Stored dataset items:
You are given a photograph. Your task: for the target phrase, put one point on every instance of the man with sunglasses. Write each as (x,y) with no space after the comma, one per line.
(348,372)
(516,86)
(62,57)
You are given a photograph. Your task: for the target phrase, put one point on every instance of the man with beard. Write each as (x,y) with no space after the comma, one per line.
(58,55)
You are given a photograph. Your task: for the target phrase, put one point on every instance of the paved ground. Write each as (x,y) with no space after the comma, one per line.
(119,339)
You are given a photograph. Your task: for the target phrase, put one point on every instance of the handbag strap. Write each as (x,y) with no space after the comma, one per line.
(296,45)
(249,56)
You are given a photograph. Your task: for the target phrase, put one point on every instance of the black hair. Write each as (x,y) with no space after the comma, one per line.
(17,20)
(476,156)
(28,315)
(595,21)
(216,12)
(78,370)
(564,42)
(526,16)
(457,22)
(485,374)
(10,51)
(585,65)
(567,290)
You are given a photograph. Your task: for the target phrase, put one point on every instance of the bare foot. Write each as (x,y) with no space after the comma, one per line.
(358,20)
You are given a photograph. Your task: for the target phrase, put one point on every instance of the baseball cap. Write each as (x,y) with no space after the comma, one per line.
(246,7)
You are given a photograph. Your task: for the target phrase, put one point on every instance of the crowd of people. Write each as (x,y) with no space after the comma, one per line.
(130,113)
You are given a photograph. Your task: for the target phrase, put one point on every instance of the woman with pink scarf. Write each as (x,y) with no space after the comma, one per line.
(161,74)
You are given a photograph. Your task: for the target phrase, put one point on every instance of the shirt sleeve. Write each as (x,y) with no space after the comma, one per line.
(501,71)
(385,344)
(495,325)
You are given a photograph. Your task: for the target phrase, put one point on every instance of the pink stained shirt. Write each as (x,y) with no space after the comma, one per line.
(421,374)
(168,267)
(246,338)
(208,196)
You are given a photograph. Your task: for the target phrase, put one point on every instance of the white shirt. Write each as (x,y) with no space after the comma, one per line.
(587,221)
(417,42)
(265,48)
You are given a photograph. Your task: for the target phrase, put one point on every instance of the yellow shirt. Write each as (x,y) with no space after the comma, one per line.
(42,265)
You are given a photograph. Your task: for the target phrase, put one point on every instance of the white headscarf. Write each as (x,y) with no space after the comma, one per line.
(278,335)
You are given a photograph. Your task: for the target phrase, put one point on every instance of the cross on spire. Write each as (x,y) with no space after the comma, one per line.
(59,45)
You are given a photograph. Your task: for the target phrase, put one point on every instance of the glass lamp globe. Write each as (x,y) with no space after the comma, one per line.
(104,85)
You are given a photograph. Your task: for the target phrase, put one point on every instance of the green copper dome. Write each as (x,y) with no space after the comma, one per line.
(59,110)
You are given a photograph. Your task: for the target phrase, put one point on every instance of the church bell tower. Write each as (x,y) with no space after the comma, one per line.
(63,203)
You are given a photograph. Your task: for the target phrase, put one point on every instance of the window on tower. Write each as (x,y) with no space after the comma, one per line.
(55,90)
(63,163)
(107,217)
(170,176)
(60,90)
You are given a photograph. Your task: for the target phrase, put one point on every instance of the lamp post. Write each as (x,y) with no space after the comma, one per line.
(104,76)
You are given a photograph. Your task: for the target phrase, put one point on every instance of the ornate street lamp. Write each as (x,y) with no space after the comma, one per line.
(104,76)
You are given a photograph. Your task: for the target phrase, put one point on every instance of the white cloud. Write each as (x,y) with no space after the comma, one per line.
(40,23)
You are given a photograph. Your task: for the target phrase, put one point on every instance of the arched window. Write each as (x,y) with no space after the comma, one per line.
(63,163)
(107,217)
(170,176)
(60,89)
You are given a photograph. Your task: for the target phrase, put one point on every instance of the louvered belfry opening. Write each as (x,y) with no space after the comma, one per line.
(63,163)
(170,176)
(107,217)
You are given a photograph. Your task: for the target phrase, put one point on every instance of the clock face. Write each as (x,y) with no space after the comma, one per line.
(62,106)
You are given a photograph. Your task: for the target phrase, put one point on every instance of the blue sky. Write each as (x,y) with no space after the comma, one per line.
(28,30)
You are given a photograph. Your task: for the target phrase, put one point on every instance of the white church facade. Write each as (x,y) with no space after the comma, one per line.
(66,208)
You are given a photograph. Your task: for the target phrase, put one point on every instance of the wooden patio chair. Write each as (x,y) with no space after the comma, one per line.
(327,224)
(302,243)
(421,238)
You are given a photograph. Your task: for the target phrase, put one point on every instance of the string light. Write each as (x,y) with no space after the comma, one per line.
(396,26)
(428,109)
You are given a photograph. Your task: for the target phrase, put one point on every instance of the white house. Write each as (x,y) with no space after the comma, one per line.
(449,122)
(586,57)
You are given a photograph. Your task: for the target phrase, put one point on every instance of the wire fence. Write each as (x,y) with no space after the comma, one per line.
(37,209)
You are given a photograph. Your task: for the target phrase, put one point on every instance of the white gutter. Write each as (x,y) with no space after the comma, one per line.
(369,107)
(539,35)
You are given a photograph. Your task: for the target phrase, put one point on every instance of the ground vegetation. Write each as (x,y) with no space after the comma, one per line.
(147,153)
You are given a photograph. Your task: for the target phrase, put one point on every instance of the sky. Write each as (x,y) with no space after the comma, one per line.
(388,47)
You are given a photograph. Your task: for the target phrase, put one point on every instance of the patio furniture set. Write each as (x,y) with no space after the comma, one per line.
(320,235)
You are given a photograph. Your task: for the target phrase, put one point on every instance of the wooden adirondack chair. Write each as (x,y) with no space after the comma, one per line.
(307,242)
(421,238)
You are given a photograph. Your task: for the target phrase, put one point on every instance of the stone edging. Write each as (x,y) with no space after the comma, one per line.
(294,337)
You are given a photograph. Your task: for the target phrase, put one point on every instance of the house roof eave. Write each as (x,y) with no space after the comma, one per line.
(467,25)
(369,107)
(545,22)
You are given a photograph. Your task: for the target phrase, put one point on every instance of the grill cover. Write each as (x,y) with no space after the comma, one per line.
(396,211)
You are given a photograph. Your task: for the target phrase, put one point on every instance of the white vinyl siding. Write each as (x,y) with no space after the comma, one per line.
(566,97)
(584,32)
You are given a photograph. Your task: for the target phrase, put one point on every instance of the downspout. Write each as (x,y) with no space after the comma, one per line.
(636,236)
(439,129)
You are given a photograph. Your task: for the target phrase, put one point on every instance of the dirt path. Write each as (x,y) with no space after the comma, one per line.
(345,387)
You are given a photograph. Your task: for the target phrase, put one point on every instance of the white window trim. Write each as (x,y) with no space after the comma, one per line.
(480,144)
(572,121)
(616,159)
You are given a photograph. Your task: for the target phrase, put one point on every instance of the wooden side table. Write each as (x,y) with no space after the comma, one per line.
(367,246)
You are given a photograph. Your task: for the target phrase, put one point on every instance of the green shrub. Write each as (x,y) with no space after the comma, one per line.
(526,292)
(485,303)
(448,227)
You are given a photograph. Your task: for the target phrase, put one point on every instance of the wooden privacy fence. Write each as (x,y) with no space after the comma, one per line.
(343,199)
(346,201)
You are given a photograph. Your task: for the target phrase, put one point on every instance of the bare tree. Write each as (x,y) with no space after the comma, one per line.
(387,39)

§ **WHAT YOU ARE ASKED TO DO**
Reproduce every line above. Keep it exact.

§ **WRITTEN RESPONSE**
You are given a photograph. Your task: for the target phrase, put one point on every instance of the man with sunglasses. Write each as (x,y) with no space after the comma, one per line.
(348,372)
(516,86)
(62,57)
You are given a photograph. Your task: for the target phrase, put one point on every instance of the man with beard. Write each as (x,y) with no space after the comma, one per line.
(58,55)
You are given a photograph. Your task: for the target phrase, put one point on every instance of the paved ground. Write each as (x,y) with no space after the comma, one per line.
(119,339)
You are given a photograph. Your task: for the target phrase, put one point on every instance of the handbag strap. Write each as (x,y) with no space after the comma, one per line.
(296,45)
(249,56)
You are given a photograph. Your task: for the target phrase, put one point on every instance of the black hair. Write each as (x,y) with no space after the comma, one per line.
(17,20)
(476,156)
(28,315)
(595,21)
(216,12)
(78,370)
(564,42)
(526,16)
(457,22)
(485,374)
(10,51)
(585,65)
(567,290)
You are given a photograph. Your task: for the target phrase, put one point on every instance of the bare foot. Write each as (x,y) with no space after the comma, one per line.
(358,20)
You are given a photograph. Your task: for the target phrase, put one point on every instance of the baseball cap. Write each as (x,y) with no space after the comma, one per line.
(246,7)
You are given a photograph. Your task: for the target phrase, put one point on every instance of the crowd of people. Write each as (x,y) with no space after the comma, one per line.
(130,113)
You are given a photograph. Your task: for the target phrase, put one point on every instance of the woman with pink scarf. Write each as (x,y) with no space after the comma, one per line.
(161,74)
You are given a photograph. Your task: for the target phrase, put one point on every instance of the shirt sleeve. Write each as (x,y) with no space after the comma, one per line.
(501,71)
(385,344)
(495,325)
You are given a photograph. Your task: for the target phrase, put one point on every instance of the pink stained shirt. Write each as (x,y) with no space after the comma, one per line.
(421,374)
(168,267)
(246,338)
(208,196)
You are given a photograph. Your task: for the target phrase, put one point on every instance of the white shirt. Write each as (x,y) with no space after the comma, one per line.
(587,221)
(417,42)
(265,48)
You are given a photograph. Your task: for the target phrase, put one point on every instance of the yellow shirt. Write each as (x,y) with no space after the comma, one per line.
(42,265)
You are given a photograph. Your task: for the target phrase, put one point on every instance of the white headscarf. Write each as (x,y) with no space after the comma, one per line.
(278,335)
You are given a photograph. Your task: for the target phrase, put one point on every instance of the cross on spire. Write each as (x,y) with no space after the comma, one per line.
(59,45)
You are given a photograph. Your task: for the target phrase, put one point on every instance of the glass lamp globe. Write each as (x,y) with no space after the comma, one per line.
(104,85)
You are given a photograph. Your task: for the target phrase, put one point on every instance of the green copper dome. Write each as (x,y) with no space after the comma, one per line.
(59,110)
You are given a photograph. Your task: for the target phrase, put one point on every instance of the church bell tower. Write each as (x,y) with no space after the comma, one per line.
(63,203)
You are given a photograph. Your task: for the target phrase, put one point on every instance of the window on tower. Write each as (x,y) with no space after the comma, one per line.
(55,90)
(63,163)
(107,217)
(170,176)
(60,90)
You are given a photograph. Your task: for the target phrase, put one point on every instance of the lamp post. Write each as (x,y) with no space after the comma, one per line.
(104,76)
You are given a photograph. Your task: for the target phrase, put one point on every instance of the ornate street lamp. Write each as (x,y) with no space after the comma, one per line.
(104,76)
You are given a photograph. Your task: for the target phrase, put one point on every instance of the white cloud. Write each as (x,y) with no space after the comma, one per line.
(40,23)
You are given a photograph. Your task: for the target phrase, put one point on every instance of the arched window. Write each as (x,y) with no space after the comma, one per line.
(63,163)
(107,217)
(170,176)
(60,89)
You are given a photograph. Your task: for the target phrase, put one point on every instance of the louvered belfry opening. Write each as (x,y) with no space after the comma, one per line.
(63,163)
(170,176)
(107,217)
You are given a photograph. Your task: for the target phrase, put one point on every instance of the clock face. Write each as (x,y) with no space after the comma, one per line.
(62,106)
You are given a photograph. Your task: for the target phrase, put one point on every instance of the blue sky. Write each as (x,y) with no space after the comma, one per line.
(28,30)
You are given a photograph. Your task: for the target phrase, put one point on every instance of the white church facade. Write each as (x,y) with no space after the comma, one per line.
(66,208)
You are given a photograph. Your task: for the target phrase, put one point on every instance of the wooden patio chair. Write each as (x,y) with no space after the comma, one per line.
(327,224)
(302,243)
(421,238)
You are given a photograph. Your task: for the target phrase, put one point on every instance of the string light. Write each as (x,y) with no space after the comma, one per line.
(396,26)
(428,109)
You are given a photograph. Your task: for the target phrase, put one point on every instance of the white house. Write each as (x,y) with no space after the comma, one per line.
(449,122)
(586,57)
You are given a photograph. Your task: for the target phrase, put one point on every instance of the wire fence. Write each as (x,y) with no space after the comma, one per line.
(37,209)
You are given a photograph. Your task: for the target phrase, put one point on every instance of the white gutter. Write each as (x,y) with no space after the comma, one per line.
(369,107)
(539,35)
You are given a photograph. Your task: for the target phrase, put one point on every instance of the ground vegetation. Write each as (x,y) with no space after the comma, one per line.
(147,153)
You are given a photograph. Your task: for the target phrase, put one point on every instance of the sky. Write each as (x,y) with no space after the comma, one per line.
(388,47)
You are given a photograph. Your task: for the target phrase, put one point on every instance of the patio furniture set. Write each as (x,y) with no space after the comma, one per line.
(320,235)
You are given a photograph. Your task: for the target phrase, put one point on every instance of the wooden adirondack chair. Write each as (x,y) with no space after the comma, one per line.
(307,242)
(421,238)
You are given a photograph. Your task: for the target phrase, put one point on every instance of the stone edging. Write each as (x,y) with no space after the comma, one per line.
(294,337)
You are given a photograph. Your task: for the target phrase, put one point on every instance of the house roof eave. Write each as (x,y) with no space after the comma, one per line.
(467,25)
(369,107)
(545,22)
You are given a photograph. Your task: for the target phrase, put one point on every instance of the grill cover. Write each as (x,y) with no space after the comma, one per line.
(396,211)
You are given a photograph. Your task: for the target phrase, put one point on every instance of the white vinyl siding. Write each as (x,y) with no space after the comma, one per line.
(566,97)
(584,32)
You are given a photograph. Your task: for the target phrase, put one point on every instance of the downspout. Write each as (x,y) with no space after the comma, one per line.
(636,236)
(439,129)
You are given a photograph. Your task: for the target phrase, put one point on every instance of the dirt path. Write each as (x,y) with no space after the comma, one per line.
(345,387)
You are given a photograph. Your task: for the target phrase, put one point on every instance of the white window trim. Write each as (x,y) with no space after the comma, one per line.
(480,144)
(572,121)
(616,159)
You are given a photograph. Your task: for the target phrase, put one point on every instance of the wooden side table. Write each as (x,y) with no space after the comma, one per line.
(367,246)
You are given a photograph. Your task: for the target phrase, put one point on every instance of the green shrub. Write each as (x,y) with no space after the comma, one per line.
(526,292)
(485,303)
(448,227)
You are given a photograph. Your task: for the target phrase, put one point on every instance of the wooden privacy fence. Write each as (x,y) with no space after the comma, one per line.
(343,199)
(346,201)
You are given a photograph. Your task: for the target phrase, put one point on every instance of the bare tree. Write each as (x,y) with no space after the comma, one per line.
(387,39)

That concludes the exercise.